## INSTRUCTIONS TO FOLLOW
Your answer should hold all lines of the entries that include the word "prompts".

## Stored items
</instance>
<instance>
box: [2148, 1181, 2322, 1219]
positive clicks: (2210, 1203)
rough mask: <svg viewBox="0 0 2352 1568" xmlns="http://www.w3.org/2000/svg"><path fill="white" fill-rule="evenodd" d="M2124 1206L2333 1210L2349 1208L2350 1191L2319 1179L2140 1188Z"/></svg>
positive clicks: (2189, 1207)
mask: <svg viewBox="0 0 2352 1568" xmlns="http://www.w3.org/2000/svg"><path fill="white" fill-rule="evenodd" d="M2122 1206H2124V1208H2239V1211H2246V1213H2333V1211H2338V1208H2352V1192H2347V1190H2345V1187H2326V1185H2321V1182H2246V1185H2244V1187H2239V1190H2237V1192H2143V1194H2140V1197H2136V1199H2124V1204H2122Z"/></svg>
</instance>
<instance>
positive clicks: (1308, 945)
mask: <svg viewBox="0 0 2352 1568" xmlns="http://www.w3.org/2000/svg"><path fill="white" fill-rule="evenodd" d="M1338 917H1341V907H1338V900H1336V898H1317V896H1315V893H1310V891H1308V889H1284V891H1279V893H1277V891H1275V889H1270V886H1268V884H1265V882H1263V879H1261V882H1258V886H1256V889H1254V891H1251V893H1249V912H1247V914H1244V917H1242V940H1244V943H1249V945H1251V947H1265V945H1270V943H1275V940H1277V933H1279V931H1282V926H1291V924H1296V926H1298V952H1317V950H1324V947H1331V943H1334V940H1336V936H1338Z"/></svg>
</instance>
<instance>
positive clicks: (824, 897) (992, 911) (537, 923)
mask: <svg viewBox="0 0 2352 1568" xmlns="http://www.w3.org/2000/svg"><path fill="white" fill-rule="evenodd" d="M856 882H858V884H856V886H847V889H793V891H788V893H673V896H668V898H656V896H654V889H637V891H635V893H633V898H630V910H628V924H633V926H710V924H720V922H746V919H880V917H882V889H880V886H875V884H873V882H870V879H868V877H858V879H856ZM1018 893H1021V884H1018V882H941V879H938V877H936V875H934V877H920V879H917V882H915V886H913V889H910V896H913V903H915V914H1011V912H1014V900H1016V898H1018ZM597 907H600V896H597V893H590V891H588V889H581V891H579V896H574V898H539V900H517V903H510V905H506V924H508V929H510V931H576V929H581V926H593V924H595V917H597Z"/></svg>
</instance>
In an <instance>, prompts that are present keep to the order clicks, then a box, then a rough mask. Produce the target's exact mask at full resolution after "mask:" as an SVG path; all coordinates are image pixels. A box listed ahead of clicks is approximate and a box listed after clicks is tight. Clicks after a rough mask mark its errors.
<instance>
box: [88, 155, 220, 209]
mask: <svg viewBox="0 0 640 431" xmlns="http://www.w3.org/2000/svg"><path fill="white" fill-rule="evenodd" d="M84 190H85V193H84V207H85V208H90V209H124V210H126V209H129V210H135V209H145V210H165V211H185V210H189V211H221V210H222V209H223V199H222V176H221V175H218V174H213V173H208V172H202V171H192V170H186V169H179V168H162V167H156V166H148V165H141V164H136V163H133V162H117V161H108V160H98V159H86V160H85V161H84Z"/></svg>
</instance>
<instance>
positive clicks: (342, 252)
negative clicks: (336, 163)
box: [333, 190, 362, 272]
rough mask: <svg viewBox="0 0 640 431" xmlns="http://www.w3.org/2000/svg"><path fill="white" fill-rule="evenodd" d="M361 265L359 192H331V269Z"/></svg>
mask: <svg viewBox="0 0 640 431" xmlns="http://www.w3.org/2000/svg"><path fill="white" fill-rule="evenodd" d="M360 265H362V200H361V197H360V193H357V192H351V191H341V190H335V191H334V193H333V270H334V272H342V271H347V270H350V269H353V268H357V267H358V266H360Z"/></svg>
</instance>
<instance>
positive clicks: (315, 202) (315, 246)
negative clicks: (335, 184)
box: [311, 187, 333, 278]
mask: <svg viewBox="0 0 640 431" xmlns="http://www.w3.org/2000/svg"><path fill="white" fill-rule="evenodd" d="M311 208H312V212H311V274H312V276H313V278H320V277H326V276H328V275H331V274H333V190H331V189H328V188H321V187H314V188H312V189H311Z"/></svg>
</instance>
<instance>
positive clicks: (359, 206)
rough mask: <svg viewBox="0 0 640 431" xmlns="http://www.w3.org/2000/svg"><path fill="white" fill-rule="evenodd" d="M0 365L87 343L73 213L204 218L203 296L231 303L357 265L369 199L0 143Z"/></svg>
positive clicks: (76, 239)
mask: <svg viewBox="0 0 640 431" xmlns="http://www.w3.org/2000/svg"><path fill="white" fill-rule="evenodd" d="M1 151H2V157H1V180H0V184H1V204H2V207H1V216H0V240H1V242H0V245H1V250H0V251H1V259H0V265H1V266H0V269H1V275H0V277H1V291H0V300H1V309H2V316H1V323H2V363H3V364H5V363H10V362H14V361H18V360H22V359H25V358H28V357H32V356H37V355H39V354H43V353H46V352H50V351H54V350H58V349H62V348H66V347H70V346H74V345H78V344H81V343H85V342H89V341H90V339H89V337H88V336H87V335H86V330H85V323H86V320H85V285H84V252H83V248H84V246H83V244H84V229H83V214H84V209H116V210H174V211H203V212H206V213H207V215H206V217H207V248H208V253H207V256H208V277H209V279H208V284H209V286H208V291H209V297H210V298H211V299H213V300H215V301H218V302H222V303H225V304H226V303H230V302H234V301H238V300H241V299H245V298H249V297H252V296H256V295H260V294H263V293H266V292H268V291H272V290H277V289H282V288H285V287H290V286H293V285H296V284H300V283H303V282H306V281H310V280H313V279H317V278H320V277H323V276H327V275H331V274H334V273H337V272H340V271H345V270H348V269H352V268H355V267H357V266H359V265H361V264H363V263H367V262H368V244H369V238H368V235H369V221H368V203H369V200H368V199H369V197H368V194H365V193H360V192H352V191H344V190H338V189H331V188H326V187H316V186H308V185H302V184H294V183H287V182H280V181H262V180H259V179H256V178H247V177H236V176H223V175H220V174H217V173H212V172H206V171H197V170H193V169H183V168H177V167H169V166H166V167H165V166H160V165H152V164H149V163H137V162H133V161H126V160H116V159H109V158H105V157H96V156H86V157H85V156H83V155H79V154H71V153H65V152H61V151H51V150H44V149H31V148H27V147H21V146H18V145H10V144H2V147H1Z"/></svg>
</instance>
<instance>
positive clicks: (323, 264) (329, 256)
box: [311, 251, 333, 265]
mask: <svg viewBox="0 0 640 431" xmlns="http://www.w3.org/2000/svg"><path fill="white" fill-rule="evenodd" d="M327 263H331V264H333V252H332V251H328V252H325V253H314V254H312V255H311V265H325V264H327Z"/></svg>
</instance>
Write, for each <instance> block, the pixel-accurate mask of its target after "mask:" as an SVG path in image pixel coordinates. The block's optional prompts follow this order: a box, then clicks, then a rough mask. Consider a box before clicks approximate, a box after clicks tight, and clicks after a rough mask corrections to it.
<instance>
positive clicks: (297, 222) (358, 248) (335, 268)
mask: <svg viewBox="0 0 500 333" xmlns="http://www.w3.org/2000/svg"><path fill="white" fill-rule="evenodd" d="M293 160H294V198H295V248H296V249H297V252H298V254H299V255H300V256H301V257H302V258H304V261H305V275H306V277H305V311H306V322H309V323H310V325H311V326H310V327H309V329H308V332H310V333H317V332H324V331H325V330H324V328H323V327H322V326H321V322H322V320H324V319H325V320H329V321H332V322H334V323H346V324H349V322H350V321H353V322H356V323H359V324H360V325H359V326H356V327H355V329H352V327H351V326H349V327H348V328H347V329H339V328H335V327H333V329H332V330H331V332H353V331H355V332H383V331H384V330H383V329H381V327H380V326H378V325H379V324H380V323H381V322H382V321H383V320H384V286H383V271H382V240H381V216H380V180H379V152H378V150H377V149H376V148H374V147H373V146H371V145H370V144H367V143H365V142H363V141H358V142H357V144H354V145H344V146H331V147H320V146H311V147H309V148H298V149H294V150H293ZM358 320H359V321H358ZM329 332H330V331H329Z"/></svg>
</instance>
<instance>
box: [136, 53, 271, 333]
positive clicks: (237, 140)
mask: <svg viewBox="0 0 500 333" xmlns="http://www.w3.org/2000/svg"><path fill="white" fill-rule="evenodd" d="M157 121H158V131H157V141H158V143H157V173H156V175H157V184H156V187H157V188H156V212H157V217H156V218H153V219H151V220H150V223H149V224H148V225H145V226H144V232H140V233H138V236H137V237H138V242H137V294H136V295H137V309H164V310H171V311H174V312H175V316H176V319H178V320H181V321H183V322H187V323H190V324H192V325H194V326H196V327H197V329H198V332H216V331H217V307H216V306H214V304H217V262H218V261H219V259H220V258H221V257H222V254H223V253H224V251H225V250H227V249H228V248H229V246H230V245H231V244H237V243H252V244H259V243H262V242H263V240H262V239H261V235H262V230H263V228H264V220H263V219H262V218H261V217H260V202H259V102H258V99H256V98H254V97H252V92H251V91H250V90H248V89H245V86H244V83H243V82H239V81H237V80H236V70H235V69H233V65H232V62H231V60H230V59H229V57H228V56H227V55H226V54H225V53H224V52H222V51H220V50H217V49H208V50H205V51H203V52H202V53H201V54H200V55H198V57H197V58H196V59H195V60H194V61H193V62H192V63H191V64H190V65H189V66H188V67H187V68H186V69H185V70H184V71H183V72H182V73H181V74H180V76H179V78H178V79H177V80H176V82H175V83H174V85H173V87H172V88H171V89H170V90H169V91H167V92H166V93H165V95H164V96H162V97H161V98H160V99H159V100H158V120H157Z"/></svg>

## WRITTEN RESPONSE
In an <instance>, prompts that are present keep to the order clicks, then a box, then a rough mask. Produce the target's exact mask at full resolution after "mask:" as an SVG path; all coordinates are image pixels. A box listed ahead of clicks is approximate and a box listed after clicks is tight. Clicks after a rough mask mark its errors.
Write, for each <instance> block, the pixel-accurate mask of its target after "mask:" as an SVG path in image pixel coordinates. The block's optional prompts follow this order: a box, then clicks, then a rough mask. Consider a box before clicks approximate, a box after clicks tight, and clicks after a rough mask corrections to it.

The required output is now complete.